## To do:
How many lines of these records hold the string "jacket"? Reply with the number alone.

--- START ---

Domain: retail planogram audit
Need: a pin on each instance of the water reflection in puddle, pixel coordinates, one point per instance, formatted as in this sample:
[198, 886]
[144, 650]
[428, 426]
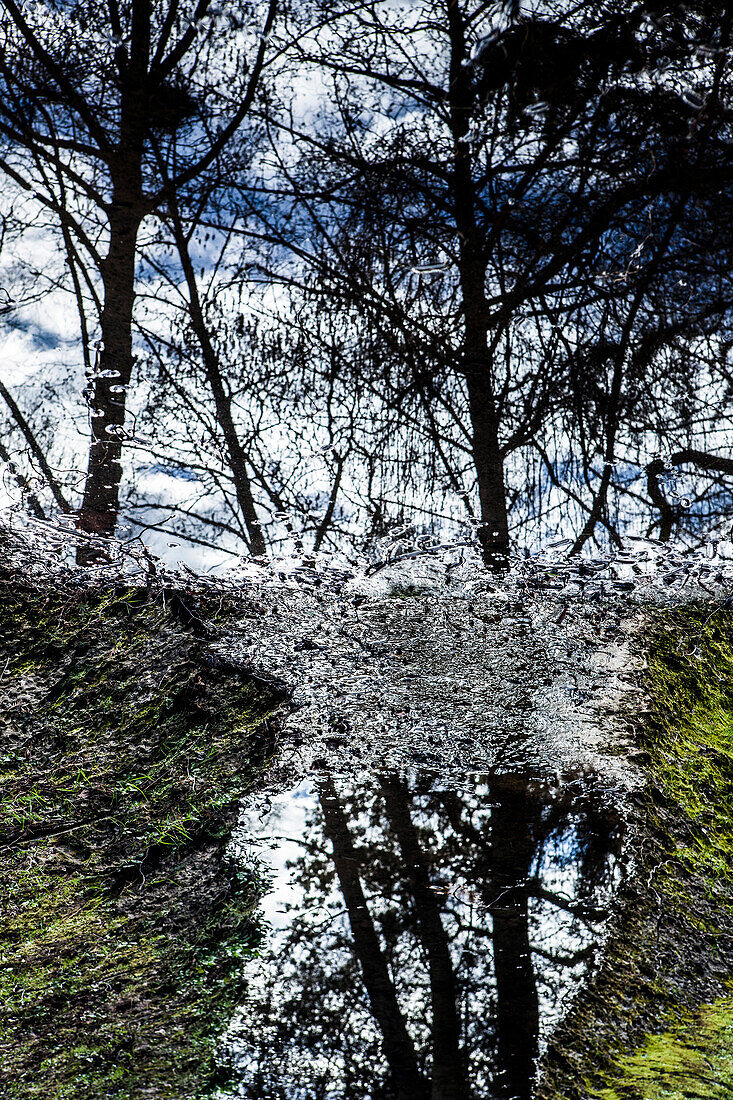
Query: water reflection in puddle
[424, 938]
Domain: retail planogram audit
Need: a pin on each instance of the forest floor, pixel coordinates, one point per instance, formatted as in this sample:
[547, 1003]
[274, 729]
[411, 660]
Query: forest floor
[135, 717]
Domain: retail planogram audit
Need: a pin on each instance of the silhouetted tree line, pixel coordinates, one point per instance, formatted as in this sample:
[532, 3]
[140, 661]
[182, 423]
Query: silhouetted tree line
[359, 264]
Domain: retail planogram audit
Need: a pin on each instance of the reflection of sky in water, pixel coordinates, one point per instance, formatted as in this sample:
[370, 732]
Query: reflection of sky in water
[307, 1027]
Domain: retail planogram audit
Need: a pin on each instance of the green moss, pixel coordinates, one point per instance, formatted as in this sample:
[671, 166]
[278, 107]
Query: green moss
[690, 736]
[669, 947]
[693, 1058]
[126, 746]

--- END ---
--- START ---

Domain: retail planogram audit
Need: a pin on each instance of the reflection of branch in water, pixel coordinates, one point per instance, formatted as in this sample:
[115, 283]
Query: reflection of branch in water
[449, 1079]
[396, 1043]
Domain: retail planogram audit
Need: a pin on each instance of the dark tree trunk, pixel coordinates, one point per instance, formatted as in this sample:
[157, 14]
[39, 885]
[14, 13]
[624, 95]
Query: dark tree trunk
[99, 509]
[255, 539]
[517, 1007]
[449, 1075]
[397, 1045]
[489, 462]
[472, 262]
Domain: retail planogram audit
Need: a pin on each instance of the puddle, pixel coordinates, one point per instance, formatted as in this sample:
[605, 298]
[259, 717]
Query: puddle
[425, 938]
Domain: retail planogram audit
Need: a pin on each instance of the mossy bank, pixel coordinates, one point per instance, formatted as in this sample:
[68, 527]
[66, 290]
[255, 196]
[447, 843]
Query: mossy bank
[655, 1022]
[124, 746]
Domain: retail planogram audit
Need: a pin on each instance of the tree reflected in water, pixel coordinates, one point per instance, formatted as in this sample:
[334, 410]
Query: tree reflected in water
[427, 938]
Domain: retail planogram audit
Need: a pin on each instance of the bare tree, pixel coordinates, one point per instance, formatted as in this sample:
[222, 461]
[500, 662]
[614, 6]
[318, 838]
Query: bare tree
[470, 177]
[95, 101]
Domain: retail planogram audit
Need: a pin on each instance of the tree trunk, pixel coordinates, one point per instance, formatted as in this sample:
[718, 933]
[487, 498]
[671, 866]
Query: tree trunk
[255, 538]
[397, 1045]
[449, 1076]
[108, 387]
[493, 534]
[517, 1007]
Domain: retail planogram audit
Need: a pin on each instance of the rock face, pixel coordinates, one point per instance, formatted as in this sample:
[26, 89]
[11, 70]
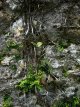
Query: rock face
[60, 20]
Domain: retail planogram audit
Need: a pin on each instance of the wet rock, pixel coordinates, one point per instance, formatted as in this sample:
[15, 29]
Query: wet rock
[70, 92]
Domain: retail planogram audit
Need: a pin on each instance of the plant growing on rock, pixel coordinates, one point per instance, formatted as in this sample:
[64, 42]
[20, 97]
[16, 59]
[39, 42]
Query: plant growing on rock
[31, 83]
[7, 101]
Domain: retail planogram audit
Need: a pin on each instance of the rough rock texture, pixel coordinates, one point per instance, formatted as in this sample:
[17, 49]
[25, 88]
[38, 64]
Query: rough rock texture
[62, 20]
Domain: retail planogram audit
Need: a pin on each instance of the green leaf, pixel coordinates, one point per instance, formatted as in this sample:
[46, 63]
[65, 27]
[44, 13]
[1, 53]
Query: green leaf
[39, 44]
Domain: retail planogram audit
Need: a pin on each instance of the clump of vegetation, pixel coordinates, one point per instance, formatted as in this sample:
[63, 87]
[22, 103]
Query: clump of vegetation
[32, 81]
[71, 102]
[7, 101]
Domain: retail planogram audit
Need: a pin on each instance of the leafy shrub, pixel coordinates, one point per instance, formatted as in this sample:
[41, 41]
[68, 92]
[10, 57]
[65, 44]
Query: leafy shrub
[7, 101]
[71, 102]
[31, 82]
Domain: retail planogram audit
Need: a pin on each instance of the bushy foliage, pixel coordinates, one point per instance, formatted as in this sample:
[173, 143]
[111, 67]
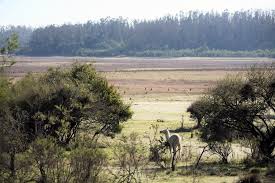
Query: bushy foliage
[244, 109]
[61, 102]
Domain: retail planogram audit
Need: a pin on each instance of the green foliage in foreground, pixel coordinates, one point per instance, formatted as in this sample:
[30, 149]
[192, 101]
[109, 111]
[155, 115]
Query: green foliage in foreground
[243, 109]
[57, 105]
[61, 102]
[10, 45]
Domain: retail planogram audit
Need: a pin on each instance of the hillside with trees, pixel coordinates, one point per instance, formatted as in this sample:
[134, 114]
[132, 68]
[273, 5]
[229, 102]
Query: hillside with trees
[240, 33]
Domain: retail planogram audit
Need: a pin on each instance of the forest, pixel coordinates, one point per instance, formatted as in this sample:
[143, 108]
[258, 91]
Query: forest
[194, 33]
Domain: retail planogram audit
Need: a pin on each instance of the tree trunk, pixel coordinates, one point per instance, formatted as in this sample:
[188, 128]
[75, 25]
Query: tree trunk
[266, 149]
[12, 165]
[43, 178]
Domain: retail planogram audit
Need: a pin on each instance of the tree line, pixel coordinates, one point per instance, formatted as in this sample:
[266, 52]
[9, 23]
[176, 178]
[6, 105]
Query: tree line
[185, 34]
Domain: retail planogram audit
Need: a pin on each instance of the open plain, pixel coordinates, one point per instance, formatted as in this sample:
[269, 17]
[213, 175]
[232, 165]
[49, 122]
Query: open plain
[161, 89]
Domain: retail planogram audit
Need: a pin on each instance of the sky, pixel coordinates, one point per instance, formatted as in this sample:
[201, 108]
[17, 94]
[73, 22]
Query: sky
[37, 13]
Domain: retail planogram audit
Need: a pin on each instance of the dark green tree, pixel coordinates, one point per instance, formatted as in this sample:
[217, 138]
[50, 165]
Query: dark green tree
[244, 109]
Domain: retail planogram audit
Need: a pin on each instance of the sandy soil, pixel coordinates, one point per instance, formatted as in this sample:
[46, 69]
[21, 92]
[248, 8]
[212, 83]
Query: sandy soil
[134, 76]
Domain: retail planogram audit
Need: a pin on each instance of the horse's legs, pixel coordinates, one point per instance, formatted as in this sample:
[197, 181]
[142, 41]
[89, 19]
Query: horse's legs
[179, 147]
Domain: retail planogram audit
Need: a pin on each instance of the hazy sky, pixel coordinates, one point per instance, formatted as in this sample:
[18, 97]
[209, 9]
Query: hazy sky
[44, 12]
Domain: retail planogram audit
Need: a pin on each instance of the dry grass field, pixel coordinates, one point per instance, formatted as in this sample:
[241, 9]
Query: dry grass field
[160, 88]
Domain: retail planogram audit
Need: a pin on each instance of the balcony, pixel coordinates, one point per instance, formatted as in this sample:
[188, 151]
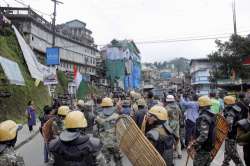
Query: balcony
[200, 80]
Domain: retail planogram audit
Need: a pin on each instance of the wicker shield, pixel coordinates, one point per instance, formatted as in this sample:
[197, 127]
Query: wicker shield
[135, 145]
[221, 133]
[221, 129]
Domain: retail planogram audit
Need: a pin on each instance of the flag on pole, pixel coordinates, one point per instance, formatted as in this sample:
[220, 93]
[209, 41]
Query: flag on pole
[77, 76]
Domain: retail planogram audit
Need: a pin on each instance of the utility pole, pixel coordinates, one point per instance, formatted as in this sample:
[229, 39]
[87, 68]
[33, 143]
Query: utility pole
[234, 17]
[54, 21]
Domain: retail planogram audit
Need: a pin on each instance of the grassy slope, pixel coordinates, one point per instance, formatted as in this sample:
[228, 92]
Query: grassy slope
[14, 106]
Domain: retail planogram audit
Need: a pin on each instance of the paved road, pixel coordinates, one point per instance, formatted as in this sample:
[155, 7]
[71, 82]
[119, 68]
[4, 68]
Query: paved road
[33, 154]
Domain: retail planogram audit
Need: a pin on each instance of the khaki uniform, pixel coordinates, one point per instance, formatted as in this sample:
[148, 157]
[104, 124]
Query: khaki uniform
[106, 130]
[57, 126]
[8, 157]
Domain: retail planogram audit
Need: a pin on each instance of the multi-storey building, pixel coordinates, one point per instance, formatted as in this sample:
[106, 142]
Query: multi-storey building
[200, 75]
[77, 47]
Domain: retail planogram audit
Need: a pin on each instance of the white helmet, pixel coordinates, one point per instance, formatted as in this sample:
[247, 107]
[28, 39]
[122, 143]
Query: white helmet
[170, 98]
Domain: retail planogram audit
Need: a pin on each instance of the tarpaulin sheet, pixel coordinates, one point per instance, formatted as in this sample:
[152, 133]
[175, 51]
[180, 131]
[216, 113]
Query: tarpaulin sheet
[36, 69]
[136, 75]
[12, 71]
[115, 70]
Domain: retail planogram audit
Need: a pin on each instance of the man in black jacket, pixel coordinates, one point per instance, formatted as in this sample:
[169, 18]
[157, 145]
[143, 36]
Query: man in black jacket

--- END ---
--- START ---

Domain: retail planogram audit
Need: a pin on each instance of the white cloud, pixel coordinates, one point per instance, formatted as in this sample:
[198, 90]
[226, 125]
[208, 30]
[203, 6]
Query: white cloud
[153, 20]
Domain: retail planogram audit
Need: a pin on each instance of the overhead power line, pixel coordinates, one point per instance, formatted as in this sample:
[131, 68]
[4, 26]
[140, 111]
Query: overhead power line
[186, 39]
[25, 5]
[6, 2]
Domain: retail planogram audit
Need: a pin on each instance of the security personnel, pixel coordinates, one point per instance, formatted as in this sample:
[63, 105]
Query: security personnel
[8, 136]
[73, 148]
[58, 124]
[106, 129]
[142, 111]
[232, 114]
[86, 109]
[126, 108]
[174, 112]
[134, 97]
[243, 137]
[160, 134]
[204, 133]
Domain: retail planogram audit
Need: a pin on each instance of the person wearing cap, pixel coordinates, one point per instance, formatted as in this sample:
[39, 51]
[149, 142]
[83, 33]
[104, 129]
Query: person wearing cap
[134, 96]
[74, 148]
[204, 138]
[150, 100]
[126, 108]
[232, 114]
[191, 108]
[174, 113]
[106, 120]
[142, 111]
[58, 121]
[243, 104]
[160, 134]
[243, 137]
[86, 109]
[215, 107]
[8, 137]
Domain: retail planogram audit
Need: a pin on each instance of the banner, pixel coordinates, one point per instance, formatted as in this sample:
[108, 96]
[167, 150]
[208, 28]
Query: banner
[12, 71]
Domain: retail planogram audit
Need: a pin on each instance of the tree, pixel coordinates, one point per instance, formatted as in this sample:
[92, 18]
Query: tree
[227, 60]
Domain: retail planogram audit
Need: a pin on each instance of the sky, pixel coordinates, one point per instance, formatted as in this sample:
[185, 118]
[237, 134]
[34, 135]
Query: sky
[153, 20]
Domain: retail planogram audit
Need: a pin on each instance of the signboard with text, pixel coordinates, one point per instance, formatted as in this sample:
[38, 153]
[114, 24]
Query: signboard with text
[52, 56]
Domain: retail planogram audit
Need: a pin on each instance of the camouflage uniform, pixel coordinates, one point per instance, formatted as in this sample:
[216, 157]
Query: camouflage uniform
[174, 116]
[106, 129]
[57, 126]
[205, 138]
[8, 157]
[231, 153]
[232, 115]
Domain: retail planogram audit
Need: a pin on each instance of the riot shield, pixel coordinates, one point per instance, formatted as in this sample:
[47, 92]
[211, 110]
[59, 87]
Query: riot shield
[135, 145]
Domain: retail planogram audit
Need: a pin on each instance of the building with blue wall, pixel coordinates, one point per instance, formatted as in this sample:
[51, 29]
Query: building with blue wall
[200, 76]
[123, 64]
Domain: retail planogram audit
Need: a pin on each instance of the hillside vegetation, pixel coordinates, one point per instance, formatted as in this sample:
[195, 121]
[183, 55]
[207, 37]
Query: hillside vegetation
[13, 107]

--- END ---

## Solution to this problem:
2